EXERCISE AIM: Output as a numbered list the lines of the listing below, from the line with "Task: indicate the wooden post" up to and including the line with "x=561, y=277", leaving out blank lines.

## START DATA FOR THIS EXERCISE

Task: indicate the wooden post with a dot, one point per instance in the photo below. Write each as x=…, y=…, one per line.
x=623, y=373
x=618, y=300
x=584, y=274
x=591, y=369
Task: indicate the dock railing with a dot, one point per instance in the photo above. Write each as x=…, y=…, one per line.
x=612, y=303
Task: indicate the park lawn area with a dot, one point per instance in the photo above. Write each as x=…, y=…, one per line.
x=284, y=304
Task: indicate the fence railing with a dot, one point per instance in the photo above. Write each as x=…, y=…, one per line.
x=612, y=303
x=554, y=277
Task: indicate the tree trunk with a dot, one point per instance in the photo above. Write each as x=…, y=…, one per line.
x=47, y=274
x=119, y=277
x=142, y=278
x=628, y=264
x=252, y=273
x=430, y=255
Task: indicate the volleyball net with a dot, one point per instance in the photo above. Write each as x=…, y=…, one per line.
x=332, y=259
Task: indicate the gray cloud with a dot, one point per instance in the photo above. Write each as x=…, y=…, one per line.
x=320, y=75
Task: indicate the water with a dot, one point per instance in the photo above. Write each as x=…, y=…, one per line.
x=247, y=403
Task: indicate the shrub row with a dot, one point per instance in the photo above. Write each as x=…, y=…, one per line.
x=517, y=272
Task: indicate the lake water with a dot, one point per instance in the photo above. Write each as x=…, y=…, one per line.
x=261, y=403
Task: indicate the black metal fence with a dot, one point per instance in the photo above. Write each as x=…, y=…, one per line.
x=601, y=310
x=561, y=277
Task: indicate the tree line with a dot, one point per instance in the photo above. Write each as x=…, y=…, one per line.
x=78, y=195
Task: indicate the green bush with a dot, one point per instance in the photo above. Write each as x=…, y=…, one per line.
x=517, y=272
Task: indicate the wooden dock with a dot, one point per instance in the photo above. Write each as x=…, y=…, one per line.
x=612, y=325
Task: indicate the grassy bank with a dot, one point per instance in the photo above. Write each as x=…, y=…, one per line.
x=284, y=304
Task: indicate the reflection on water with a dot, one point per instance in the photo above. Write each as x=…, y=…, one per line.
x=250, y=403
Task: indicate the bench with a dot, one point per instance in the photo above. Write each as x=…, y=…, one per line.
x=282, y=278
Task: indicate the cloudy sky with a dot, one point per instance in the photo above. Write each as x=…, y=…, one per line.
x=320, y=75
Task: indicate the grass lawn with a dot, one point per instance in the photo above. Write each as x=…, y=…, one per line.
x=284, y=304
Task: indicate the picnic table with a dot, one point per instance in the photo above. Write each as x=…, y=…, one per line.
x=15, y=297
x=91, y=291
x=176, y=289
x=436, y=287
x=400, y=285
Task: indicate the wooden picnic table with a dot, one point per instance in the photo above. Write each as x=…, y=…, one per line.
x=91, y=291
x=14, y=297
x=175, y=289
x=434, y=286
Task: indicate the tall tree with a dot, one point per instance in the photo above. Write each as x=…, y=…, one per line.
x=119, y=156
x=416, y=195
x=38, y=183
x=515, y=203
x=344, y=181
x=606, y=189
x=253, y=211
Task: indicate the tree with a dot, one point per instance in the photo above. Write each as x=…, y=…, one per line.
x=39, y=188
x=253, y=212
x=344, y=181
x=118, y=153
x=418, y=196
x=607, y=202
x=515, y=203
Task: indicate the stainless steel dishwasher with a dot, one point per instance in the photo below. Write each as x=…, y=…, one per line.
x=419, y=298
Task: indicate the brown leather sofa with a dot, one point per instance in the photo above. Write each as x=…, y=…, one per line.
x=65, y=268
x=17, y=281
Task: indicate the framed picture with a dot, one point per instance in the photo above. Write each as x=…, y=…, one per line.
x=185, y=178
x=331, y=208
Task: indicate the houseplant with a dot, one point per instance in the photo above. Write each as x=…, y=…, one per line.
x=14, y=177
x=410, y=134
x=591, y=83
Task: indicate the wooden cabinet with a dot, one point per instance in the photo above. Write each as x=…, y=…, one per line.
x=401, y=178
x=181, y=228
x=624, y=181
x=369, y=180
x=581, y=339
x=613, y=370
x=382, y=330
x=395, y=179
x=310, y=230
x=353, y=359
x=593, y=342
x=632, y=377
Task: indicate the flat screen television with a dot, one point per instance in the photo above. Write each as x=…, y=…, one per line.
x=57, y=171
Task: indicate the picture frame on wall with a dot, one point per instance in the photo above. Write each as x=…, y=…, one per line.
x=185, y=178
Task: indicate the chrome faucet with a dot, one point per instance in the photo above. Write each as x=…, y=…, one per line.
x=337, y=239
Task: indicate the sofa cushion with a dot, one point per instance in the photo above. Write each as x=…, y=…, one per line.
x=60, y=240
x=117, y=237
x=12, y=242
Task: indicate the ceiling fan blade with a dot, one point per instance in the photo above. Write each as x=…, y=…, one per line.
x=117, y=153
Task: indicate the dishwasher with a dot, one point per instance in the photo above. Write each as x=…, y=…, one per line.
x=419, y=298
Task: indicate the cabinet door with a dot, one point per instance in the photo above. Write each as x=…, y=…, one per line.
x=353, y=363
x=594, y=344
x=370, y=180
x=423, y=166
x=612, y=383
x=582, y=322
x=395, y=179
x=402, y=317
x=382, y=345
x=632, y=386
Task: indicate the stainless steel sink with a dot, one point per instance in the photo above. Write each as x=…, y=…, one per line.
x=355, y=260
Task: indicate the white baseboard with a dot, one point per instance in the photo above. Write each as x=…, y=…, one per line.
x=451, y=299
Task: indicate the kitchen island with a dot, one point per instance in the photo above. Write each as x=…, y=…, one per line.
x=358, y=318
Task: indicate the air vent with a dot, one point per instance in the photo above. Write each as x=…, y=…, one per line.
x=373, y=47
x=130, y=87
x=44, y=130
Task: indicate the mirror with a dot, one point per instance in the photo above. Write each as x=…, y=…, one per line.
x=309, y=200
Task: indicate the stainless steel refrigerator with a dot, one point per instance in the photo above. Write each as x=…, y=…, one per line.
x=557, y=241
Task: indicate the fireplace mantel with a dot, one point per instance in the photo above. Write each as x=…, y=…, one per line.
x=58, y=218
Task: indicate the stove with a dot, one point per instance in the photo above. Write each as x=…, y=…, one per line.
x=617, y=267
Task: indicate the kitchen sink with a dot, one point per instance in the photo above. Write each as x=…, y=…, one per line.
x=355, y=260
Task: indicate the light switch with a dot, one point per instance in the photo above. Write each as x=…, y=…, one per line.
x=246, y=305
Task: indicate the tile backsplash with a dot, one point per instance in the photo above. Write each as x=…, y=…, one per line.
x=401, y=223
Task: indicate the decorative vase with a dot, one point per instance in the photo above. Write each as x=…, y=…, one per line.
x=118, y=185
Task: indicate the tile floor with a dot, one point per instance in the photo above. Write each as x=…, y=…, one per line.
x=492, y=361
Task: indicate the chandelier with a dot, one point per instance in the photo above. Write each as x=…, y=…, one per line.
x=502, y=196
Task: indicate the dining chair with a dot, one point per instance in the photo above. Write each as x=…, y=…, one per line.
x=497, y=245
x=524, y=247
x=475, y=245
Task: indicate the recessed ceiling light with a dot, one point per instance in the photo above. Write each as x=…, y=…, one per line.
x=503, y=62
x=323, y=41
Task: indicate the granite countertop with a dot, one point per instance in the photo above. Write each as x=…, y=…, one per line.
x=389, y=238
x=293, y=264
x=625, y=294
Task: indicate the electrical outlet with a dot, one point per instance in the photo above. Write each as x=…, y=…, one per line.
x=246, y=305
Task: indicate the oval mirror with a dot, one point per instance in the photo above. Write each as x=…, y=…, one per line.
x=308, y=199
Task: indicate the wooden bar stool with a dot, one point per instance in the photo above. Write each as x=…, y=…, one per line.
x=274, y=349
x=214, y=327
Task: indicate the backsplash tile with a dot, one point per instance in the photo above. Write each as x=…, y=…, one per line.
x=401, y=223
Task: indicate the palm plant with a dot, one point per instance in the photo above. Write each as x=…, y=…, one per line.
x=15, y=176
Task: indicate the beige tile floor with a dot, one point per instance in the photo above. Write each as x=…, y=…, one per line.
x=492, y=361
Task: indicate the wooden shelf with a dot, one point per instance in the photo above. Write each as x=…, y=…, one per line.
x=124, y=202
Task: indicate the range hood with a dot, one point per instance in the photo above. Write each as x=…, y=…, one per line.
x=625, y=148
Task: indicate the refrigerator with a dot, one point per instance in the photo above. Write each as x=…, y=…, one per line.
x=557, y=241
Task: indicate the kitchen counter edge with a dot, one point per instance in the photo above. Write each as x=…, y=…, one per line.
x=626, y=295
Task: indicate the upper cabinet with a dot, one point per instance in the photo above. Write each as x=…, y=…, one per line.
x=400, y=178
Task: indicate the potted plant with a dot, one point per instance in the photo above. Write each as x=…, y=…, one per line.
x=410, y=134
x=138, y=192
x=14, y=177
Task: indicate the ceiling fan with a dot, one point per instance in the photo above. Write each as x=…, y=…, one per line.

## END DATA FOR THIS EXERCISE
## START DATA FOR THIS EXERCISE

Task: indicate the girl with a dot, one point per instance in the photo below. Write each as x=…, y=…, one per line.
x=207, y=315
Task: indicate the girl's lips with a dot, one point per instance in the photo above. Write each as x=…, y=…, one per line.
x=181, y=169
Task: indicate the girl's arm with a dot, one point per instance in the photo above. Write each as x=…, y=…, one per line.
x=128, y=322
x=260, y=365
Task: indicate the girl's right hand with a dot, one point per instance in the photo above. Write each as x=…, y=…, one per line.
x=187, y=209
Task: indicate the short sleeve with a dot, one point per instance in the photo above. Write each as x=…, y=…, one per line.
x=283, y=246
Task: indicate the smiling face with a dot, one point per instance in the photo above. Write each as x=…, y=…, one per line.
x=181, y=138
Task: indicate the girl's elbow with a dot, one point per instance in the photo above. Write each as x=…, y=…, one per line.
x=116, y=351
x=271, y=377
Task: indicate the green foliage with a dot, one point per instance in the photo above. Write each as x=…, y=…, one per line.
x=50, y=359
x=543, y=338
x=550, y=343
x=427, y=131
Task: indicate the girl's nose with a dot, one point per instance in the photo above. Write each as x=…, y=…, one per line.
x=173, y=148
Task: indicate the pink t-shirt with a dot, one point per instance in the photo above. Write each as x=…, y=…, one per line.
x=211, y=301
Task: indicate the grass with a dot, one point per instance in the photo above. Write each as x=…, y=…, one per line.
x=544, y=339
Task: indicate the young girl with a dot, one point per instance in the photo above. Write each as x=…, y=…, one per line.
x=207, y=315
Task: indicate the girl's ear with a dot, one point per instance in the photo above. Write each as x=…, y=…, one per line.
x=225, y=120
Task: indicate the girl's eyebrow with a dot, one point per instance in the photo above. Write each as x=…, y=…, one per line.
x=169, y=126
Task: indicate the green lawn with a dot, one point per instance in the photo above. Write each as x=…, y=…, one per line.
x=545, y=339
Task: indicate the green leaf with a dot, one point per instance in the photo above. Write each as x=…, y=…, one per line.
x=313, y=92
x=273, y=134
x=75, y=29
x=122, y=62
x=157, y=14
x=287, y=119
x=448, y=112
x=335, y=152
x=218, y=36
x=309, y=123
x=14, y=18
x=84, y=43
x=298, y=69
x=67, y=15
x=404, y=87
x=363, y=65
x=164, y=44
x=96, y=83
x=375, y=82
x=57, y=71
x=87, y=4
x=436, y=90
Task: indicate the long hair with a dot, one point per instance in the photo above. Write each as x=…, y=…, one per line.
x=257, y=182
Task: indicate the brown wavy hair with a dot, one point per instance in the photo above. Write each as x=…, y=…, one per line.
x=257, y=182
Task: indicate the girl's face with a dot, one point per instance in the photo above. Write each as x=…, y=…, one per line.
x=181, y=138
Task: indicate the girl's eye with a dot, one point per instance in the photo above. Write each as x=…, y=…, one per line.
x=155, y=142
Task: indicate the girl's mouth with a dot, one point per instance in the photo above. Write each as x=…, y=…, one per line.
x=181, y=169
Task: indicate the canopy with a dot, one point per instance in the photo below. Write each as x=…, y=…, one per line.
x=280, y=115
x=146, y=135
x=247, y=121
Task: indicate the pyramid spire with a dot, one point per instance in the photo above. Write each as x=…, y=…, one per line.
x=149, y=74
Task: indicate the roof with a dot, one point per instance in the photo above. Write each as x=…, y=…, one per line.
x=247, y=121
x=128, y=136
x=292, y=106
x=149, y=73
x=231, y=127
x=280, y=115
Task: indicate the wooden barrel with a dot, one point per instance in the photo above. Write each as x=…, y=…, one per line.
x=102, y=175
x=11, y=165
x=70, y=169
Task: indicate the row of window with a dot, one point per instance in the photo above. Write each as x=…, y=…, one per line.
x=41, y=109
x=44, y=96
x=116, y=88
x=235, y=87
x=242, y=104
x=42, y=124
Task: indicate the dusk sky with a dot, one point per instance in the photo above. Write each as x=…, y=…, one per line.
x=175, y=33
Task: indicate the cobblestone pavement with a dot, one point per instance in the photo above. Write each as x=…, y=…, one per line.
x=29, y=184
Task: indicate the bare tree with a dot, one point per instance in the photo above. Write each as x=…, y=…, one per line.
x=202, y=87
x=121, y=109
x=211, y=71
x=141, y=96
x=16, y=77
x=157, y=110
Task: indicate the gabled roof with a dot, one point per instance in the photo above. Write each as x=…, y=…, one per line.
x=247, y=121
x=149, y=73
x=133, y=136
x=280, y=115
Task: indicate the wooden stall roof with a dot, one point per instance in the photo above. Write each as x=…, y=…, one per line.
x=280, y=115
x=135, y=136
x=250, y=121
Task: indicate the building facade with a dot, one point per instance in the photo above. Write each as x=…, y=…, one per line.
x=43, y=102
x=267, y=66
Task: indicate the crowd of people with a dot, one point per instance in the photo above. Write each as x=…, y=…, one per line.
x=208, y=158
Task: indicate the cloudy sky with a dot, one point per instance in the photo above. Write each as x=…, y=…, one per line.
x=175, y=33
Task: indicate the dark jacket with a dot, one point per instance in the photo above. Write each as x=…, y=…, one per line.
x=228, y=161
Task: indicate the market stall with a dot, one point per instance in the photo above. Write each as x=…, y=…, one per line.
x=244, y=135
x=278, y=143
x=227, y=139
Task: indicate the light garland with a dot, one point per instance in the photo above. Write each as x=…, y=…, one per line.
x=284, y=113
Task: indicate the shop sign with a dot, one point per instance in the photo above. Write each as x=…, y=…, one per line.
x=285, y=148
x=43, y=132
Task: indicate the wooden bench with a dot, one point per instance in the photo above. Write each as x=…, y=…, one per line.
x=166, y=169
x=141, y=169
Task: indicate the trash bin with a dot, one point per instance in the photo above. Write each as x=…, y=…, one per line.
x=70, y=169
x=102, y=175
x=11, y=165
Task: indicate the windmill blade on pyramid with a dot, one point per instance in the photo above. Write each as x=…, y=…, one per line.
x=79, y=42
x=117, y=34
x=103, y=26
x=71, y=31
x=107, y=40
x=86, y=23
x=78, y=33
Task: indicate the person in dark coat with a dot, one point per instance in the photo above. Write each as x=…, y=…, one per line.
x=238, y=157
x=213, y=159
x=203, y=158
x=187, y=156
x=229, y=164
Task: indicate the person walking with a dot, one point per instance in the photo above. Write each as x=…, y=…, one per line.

## END DATA FOR THIS EXERCISE
## START DATA FOR THIS EXERCISE

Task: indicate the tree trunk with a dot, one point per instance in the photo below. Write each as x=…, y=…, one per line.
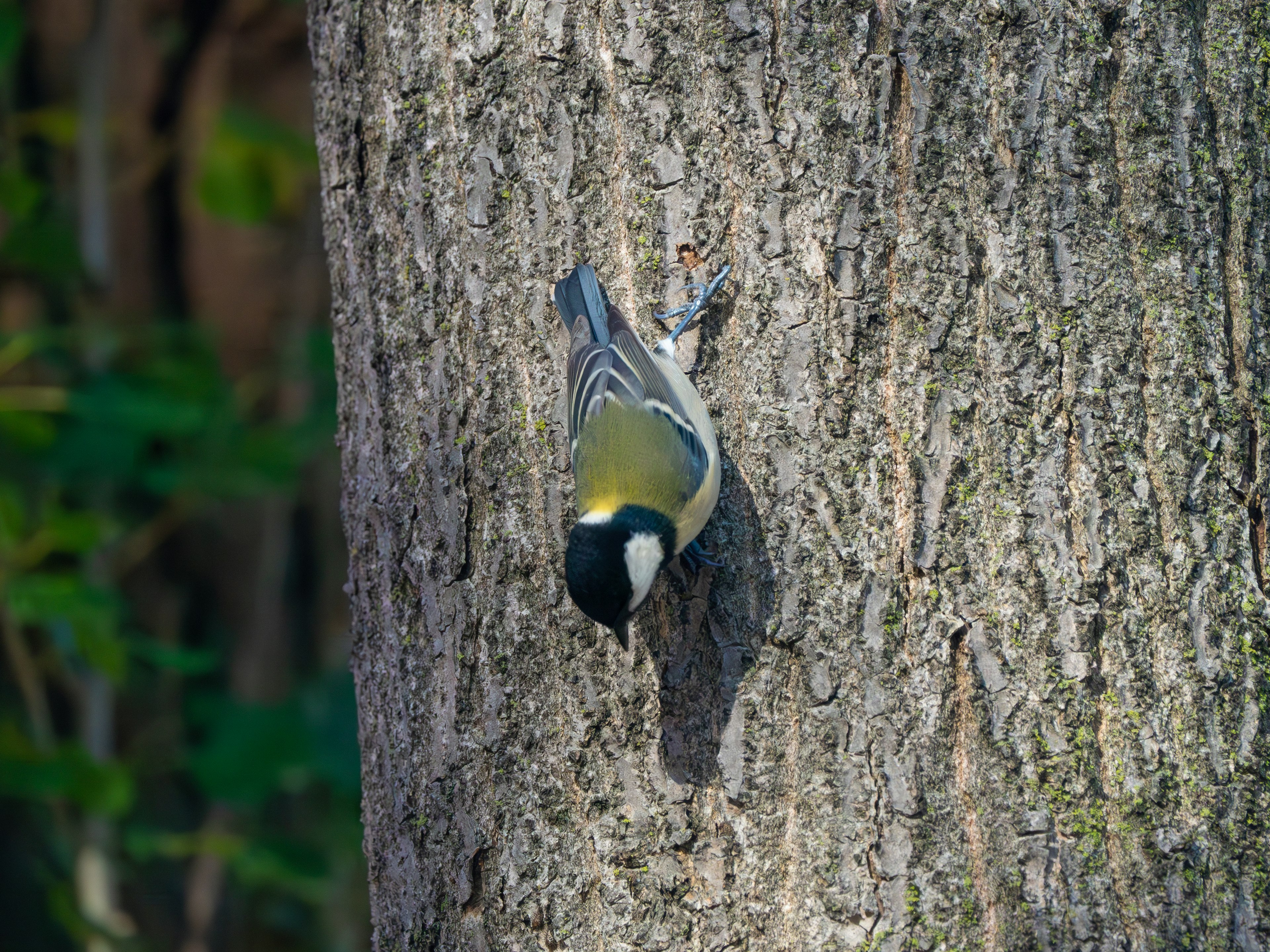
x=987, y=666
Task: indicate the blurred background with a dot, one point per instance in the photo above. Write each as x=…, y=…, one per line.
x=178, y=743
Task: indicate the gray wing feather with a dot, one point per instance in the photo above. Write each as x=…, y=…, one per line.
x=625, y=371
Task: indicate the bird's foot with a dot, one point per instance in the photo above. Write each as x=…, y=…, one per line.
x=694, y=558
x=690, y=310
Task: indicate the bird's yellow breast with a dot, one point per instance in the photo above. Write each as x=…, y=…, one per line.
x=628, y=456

## END DATA FOR THIS EXERCISE

RESULT FOR THIS EXERCISE:
1. Task: indicate the wooden post with a dot, one point per instance in the photo below. Write each as x=…, y=…, one per line.
2. x=623, y=373
3. x=618, y=300
4. x=584, y=274
5. x=591, y=369
6. Task: indicate the dock railing with a dot, one point per instance in the photo above. Write each as x=…, y=…, one per line.
7. x=612, y=303
8. Task: indicate the park lawn area with a dot, one point per instance in the photo above. Write each as x=…, y=…, one per line.
9. x=284, y=304
10. Task: indicate the fence railing with a dot, one point per instance in the photo above. Write each as x=…, y=…, one per line.
11. x=612, y=303
12. x=554, y=277
13. Task: indicate the tree trunk with a dot, one point per instance in the photo above. Write each as x=…, y=…, one per line.
14. x=47, y=274
15. x=119, y=277
16. x=142, y=278
17. x=628, y=264
18. x=252, y=273
19. x=430, y=255
20. Task: indicate the volleyball net with a dot, one point per instance in the photo above. Write each as x=…, y=…, one per line.
21. x=332, y=259
22. Task: indicate the gray cloud with a dot, one point per instance in the photo above. Write each as x=…, y=…, one per line.
23. x=320, y=75
24. Task: indicate the water with a dot, one point per instance in the photo above. Write each as x=…, y=…, one per line.
25. x=247, y=403
26. Task: indicate the shrub row with a dot, one point per instance in the photo above. Write each as x=…, y=…, one per line.
27. x=517, y=272
28. Task: indicate the lake water with a dot, one point per instance in the photo above. Write each as x=…, y=…, one per line.
29. x=261, y=403
30. Task: indicate the black metal fence with a dot, one point per instance in the photo above. Write each as x=…, y=…, one per line.
31. x=601, y=310
32. x=561, y=277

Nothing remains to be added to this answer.